Can you locate every row below that contains the word "knitting" and copy each of those lines? Case matters.

↓↓↓

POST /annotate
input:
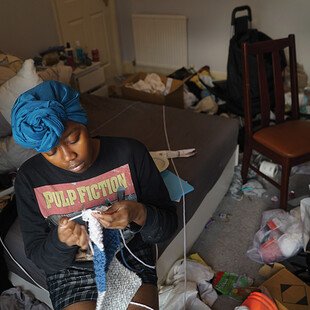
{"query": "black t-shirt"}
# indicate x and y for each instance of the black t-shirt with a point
(44, 193)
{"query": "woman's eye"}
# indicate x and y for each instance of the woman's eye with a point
(75, 140)
(51, 152)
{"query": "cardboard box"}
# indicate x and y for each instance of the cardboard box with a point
(174, 98)
(288, 291)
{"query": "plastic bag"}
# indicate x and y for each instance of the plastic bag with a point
(279, 237)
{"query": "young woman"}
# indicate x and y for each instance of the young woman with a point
(75, 172)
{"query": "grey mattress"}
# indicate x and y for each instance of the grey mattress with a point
(213, 137)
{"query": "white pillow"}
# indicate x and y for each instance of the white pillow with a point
(26, 78)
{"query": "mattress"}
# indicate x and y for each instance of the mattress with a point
(213, 137)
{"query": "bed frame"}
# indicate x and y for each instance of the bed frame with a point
(210, 171)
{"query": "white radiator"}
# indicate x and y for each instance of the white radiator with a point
(160, 40)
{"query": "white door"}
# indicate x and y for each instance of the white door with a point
(93, 24)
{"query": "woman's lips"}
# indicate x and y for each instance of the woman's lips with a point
(76, 168)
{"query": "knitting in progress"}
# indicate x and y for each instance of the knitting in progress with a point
(116, 285)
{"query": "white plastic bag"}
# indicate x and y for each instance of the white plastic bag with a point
(279, 237)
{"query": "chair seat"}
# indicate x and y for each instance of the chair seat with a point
(288, 139)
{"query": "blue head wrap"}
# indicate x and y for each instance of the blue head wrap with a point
(39, 114)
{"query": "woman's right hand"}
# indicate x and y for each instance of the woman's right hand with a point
(71, 233)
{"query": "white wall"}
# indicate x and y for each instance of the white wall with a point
(27, 27)
(209, 28)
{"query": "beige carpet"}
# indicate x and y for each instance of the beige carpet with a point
(223, 245)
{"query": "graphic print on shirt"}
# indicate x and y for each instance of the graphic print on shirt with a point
(69, 198)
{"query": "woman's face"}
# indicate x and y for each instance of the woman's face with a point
(76, 151)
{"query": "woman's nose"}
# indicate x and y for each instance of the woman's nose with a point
(67, 153)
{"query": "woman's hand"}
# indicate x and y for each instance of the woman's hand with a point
(121, 213)
(71, 233)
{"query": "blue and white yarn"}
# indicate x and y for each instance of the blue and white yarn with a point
(104, 250)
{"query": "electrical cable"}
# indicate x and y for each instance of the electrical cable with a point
(141, 305)
(183, 208)
(21, 267)
(137, 258)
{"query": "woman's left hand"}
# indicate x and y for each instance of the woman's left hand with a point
(121, 213)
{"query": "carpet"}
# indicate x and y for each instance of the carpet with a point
(225, 240)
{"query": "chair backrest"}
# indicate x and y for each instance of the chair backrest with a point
(255, 57)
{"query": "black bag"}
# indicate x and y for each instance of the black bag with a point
(234, 82)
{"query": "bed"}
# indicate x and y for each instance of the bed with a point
(210, 171)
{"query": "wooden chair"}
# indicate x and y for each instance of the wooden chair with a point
(286, 140)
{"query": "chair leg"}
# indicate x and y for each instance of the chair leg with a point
(247, 153)
(285, 178)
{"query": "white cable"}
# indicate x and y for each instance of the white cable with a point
(141, 305)
(137, 258)
(21, 267)
(183, 207)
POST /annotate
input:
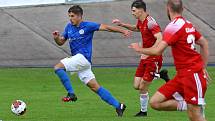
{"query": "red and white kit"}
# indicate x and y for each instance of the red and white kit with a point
(152, 64)
(190, 80)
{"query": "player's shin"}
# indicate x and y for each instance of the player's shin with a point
(61, 73)
(182, 105)
(107, 97)
(144, 98)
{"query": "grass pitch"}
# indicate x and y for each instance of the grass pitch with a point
(42, 91)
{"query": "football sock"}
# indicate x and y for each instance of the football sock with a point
(144, 102)
(61, 73)
(182, 105)
(106, 96)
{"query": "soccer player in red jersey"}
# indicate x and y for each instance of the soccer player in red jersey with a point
(149, 65)
(191, 78)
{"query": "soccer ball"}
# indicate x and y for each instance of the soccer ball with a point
(18, 107)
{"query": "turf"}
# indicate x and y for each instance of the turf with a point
(42, 92)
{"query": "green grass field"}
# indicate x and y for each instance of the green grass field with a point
(42, 92)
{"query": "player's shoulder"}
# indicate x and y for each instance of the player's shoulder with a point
(175, 25)
(151, 22)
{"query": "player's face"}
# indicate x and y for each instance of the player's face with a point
(168, 13)
(74, 18)
(137, 13)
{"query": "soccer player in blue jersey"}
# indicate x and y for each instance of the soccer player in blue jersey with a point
(79, 33)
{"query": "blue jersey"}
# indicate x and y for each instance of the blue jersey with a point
(80, 38)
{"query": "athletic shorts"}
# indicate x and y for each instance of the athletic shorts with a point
(78, 63)
(147, 69)
(191, 85)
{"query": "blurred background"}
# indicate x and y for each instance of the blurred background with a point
(26, 27)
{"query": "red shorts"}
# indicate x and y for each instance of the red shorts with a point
(191, 85)
(146, 69)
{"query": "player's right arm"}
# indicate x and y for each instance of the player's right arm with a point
(127, 26)
(58, 39)
(203, 43)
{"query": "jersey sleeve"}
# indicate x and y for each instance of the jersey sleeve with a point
(93, 26)
(197, 35)
(153, 26)
(138, 24)
(65, 33)
(169, 34)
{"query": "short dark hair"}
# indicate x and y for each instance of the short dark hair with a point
(139, 4)
(76, 9)
(176, 5)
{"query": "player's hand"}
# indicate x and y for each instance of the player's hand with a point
(117, 22)
(127, 33)
(135, 46)
(207, 76)
(56, 34)
(143, 56)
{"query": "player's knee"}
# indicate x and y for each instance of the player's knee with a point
(136, 87)
(154, 104)
(58, 66)
(195, 114)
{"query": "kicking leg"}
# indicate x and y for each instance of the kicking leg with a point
(61, 73)
(196, 112)
(88, 78)
(144, 98)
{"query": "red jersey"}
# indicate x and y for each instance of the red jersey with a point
(148, 28)
(181, 36)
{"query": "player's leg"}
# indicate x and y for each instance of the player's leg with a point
(195, 90)
(144, 98)
(60, 71)
(137, 81)
(196, 112)
(159, 102)
(87, 77)
(163, 99)
(150, 68)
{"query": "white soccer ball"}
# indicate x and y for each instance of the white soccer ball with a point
(18, 107)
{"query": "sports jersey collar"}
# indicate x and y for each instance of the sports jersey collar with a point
(178, 18)
(80, 25)
(144, 19)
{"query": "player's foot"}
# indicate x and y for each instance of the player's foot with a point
(164, 75)
(141, 114)
(120, 110)
(70, 97)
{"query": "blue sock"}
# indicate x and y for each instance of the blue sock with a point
(61, 73)
(107, 97)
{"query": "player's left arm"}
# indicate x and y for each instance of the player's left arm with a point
(104, 27)
(158, 37)
(203, 43)
(154, 50)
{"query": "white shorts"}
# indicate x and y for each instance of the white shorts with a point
(78, 63)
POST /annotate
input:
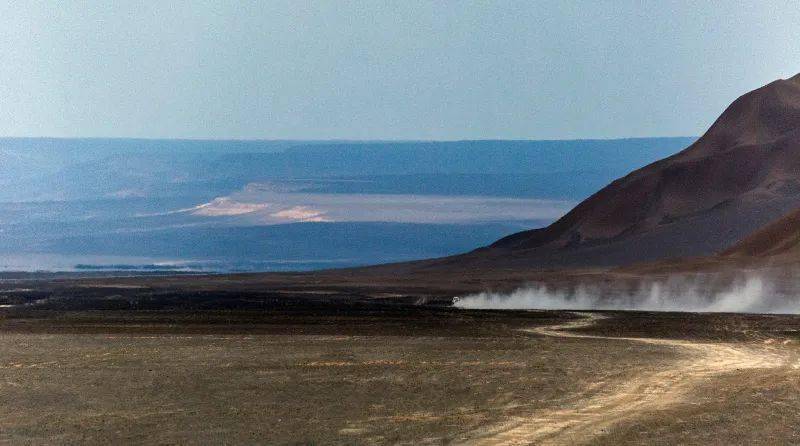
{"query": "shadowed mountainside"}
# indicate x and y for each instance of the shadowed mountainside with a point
(740, 175)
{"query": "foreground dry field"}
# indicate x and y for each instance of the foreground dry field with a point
(321, 373)
(119, 363)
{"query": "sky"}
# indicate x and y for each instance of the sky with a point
(385, 70)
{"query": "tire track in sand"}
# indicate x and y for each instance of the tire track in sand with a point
(592, 416)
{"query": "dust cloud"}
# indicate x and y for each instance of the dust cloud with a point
(753, 294)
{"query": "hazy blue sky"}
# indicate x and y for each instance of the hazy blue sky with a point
(385, 70)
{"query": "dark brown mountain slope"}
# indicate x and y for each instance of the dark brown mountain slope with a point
(778, 241)
(743, 173)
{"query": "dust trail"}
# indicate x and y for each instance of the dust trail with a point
(753, 294)
(615, 403)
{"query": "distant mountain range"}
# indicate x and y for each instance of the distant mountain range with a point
(239, 203)
(66, 169)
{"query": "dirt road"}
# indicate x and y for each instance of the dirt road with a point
(612, 403)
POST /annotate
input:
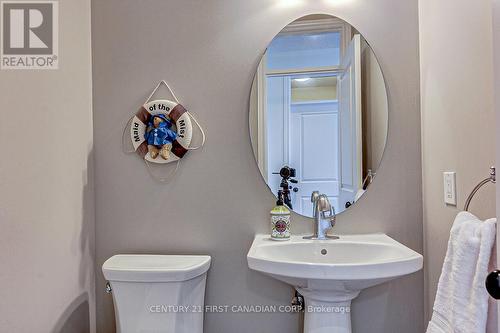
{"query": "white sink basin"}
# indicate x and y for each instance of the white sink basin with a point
(329, 274)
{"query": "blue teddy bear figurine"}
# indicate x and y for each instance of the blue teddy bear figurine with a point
(159, 136)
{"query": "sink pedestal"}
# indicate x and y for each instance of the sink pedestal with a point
(327, 311)
(330, 274)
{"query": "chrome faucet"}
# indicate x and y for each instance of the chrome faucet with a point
(322, 221)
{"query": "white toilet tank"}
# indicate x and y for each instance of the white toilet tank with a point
(158, 293)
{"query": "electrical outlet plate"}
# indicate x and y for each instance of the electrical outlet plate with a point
(450, 188)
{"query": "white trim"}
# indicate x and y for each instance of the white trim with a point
(287, 101)
(262, 119)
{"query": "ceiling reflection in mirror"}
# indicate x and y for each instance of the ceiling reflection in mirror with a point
(318, 113)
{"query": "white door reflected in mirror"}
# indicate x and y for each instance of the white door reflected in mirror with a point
(318, 113)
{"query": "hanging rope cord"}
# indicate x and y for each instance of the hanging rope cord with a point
(172, 173)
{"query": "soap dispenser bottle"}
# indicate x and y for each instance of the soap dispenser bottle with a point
(280, 220)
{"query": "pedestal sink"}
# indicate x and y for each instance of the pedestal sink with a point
(330, 274)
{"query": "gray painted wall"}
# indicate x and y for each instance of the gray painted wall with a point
(209, 51)
(458, 119)
(46, 188)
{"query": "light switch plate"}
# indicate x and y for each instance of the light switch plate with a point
(450, 188)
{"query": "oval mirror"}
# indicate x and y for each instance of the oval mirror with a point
(318, 113)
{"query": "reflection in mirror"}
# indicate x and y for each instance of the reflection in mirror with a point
(318, 113)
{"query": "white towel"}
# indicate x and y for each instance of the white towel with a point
(461, 304)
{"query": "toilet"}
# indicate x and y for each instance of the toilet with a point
(157, 293)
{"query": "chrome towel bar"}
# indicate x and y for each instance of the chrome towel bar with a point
(490, 179)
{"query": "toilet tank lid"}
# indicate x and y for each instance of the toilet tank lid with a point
(154, 268)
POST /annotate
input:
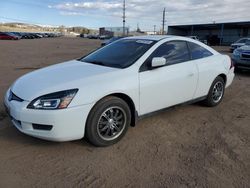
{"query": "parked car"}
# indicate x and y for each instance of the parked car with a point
(113, 39)
(241, 57)
(100, 95)
(194, 37)
(238, 43)
(93, 37)
(8, 36)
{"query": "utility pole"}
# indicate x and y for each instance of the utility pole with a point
(163, 21)
(124, 17)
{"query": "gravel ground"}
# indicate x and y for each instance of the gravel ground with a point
(185, 146)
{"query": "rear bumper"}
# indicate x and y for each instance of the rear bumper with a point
(230, 77)
(241, 63)
(62, 125)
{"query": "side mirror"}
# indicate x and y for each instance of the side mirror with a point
(158, 62)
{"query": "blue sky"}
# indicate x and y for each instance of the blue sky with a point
(101, 13)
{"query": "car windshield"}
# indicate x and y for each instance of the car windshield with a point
(119, 54)
(241, 41)
(248, 42)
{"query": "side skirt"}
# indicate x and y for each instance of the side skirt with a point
(168, 108)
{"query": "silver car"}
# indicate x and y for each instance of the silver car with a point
(238, 43)
(241, 56)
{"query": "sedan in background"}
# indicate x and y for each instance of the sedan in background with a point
(238, 43)
(8, 36)
(100, 95)
(113, 39)
(241, 57)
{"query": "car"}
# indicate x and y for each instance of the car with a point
(238, 43)
(113, 39)
(101, 94)
(8, 36)
(93, 36)
(241, 57)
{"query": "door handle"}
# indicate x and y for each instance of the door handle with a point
(191, 74)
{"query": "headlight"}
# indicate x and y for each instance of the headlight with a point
(58, 100)
(236, 52)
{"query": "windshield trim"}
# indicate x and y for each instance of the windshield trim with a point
(113, 66)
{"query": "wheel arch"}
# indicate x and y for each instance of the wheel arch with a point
(224, 76)
(129, 101)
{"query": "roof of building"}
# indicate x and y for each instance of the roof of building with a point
(212, 25)
(152, 37)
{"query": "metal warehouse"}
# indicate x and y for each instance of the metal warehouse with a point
(215, 33)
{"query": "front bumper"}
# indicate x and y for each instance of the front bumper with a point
(241, 63)
(64, 125)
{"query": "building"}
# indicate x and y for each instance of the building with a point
(214, 33)
(113, 31)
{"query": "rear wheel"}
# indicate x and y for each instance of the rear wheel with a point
(216, 92)
(108, 121)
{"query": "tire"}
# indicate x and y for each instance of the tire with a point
(216, 92)
(108, 122)
(237, 69)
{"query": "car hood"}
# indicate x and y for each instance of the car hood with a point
(245, 48)
(237, 44)
(69, 75)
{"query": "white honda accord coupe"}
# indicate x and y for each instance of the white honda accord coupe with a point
(100, 95)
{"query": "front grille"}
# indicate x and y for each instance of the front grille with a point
(42, 127)
(13, 97)
(247, 56)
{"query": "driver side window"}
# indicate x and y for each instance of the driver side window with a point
(174, 52)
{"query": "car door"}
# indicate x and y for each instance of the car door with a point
(171, 84)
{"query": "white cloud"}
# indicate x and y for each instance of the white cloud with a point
(149, 12)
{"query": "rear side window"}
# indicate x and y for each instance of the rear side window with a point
(197, 51)
(174, 52)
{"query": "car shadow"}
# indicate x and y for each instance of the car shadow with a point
(244, 73)
(9, 134)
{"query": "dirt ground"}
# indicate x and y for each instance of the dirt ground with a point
(186, 146)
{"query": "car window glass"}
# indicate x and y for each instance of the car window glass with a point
(197, 51)
(174, 52)
(241, 41)
(119, 54)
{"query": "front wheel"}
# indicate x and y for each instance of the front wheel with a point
(108, 121)
(216, 92)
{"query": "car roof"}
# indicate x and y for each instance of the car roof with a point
(151, 37)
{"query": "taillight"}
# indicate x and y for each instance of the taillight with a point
(232, 64)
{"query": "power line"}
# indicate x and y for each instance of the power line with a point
(163, 21)
(124, 17)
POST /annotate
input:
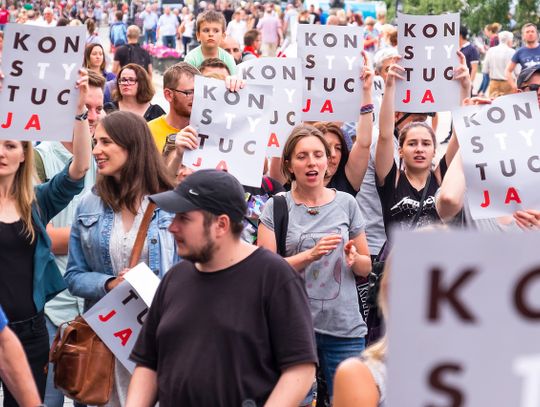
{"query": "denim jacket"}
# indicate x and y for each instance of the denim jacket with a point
(89, 262)
(51, 198)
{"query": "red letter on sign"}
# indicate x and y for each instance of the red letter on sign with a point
(107, 317)
(222, 166)
(33, 122)
(7, 124)
(124, 335)
(308, 106)
(512, 195)
(327, 107)
(273, 140)
(428, 97)
(486, 202)
(407, 97)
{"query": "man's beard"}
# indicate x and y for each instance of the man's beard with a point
(203, 255)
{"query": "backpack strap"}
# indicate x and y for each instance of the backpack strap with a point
(281, 223)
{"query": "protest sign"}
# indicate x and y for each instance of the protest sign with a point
(41, 66)
(464, 323)
(500, 147)
(233, 129)
(377, 92)
(428, 45)
(285, 75)
(331, 64)
(118, 317)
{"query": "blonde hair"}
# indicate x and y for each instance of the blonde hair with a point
(23, 189)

↑↑↑

*THE ANSWER:*
{"query": "knitting in progress"}
# indicate x and y for each instance of the knitting in progress with a point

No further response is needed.